> **EXERCISE**: Can you reproduce all of the data below verbatim, leaving out the pictures?

— START RECORD EXCERPTS —

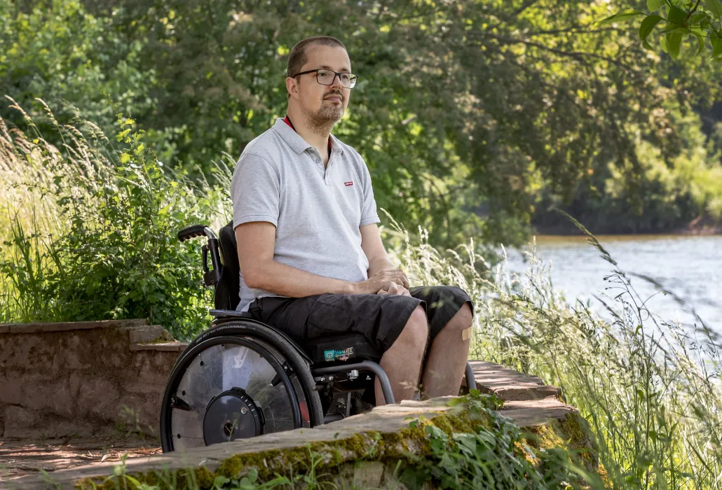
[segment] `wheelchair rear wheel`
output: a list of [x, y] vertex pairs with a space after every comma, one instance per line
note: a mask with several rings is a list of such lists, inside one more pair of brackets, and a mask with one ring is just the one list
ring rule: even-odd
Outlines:
[[308, 362], [256, 322], [210, 329], [181, 354], [161, 407], [163, 452], [323, 423]]

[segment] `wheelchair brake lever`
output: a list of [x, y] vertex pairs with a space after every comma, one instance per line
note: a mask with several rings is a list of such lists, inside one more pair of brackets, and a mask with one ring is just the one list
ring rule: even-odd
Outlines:
[[203, 285], [211, 288], [218, 284], [218, 282], [216, 280], [216, 271], [208, 268], [208, 245], [204, 244], [201, 247], [201, 252], [203, 255]]

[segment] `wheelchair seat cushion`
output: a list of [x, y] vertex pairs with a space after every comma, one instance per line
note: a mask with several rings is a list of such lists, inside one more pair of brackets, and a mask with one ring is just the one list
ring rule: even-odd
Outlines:
[[417, 306], [423, 306], [426, 311], [432, 340], [465, 303], [471, 303], [466, 293], [458, 288], [432, 286], [410, 290], [412, 296], [264, 296], [251, 303], [248, 313], [252, 318], [286, 332], [304, 348], [313, 341], [356, 334], [362, 336], [366, 343], [382, 355], [396, 342]]
[[378, 362], [381, 359], [381, 353], [357, 334], [316, 339], [305, 342], [303, 347], [317, 368], [351, 360]]

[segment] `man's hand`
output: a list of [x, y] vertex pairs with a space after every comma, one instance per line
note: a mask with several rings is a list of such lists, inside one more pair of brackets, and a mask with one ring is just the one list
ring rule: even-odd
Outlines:
[[376, 294], [399, 295], [401, 296], [411, 296], [411, 293], [404, 286], [399, 286], [396, 282], [389, 282], [388, 286], [378, 290]]
[[380, 290], [389, 288], [391, 284], [407, 288], [409, 286], [409, 278], [401, 269], [380, 270], [366, 280], [357, 282], [355, 292], [357, 294], [376, 294]]

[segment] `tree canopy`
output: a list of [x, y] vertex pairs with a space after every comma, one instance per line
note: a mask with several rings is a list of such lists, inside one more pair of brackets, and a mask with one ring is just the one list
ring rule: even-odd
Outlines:
[[628, 2], [0, 5], [4, 93], [62, 99], [104, 128], [131, 114], [191, 176], [232, 166], [284, 114], [290, 49], [325, 34], [360, 76], [334, 133], [365, 159], [379, 206], [434, 243], [519, 243], [530, 223], [558, 224], [551, 205], [595, 231], [722, 216], [719, 63], [681, 69], [619, 17], [597, 25]]

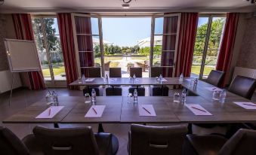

— END RECORD EXCERPTS —

> **SOLUTION FOR THIS EXERCISE**:
[segment] `wheelchair rear wheel`
output: a list of [x, y] vertex pairs with a space after every comma, one instance per line
note: a mask with several rings is a list of such lists, inside one more pair of brackets, and a mask with one ring is just the one list
ring rule: even-odd
Outlines:
[[308, 362], [256, 322], [210, 329], [181, 354], [161, 407], [163, 452], [323, 423]]

[segment] `wheelchair brake lever`
output: a list of [x, y] vertex pairs with a space after every comma, one instance per line
note: a mask with several rings is a list of such lists, inside one more pair of brackets, and a mask with one ring is just the one list
ring rule: even-odd
Outlines:
[[203, 285], [211, 288], [218, 284], [218, 282], [216, 280], [216, 271], [208, 268], [208, 245], [204, 244], [201, 247], [201, 252], [203, 255]]

[segment] `wheelchair seat cushion`
output: a list of [x, y] vertex pairs with a space after every comma, one instance per line
note: a mask with several rings is a list of such lists, inside one more pair of brackets, and a mask with one ring is just the one list
ring rule: even-odd
Outlines:
[[417, 306], [423, 306], [426, 311], [432, 340], [465, 303], [471, 303], [466, 293], [458, 288], [432, 286], [410, 290], [412, 296], [264, 296], [251, 303], [248, 313], [252, 318], [286, 332], [304, 348], [313, 341], [356, 334], [362, 336], [366, 343], [382, 355], [396, 342]]
[[378, 362], [381, 359], [381, 353], [357, 334], [316, 339], [305, 342], [303, 347], [317, 368], [351, 360]]

[segment] `man's hand`
output: a list of [x, y] vertex pairs with a space after every comma, one instance per line
note: a mask with several rings is a list of such lists, inside one more pair of brackets, and a mask with one ring is just the one list
ring rule: even-odd
Outlines:
[[376, 294], [399, 295], [401, 296], [411, 296], [411, 293], [404, 286], [399, 286], [396, 282], [389, 282], [388, 286], [378, 290]]
[[380, 290], [389, 288], [391, 284], [407, 288], [409, 286], [409, 278], [401, 269], [380, 270], [366, 280], [357, 282], [355, 292], [357, 294], [376, 294]]

[segment] `tree canopy`
output: a list of [x, y] vertex pairs with a space after every comma, one instance per line
note: a mask with several rings is a list of such lists, inside one more pair of brackets, and a mask with one ring is just the one list
ring rule: even-odd
Outlines:
[[628, 2], [0, 5], [4, 93], [62, 99], [104, 128], [131, 114], [191, 176], [232, 166], [284, 114], [290, 49], [325, 34], [360, 76], [334, 133], [365, 159], [379, 206], [434, 243], [519, 243], [530, 223], [558, 224], [551, 205], [595, 231], [722, 216], [719, 63], [681, 69], [619, 17], [597, 25]]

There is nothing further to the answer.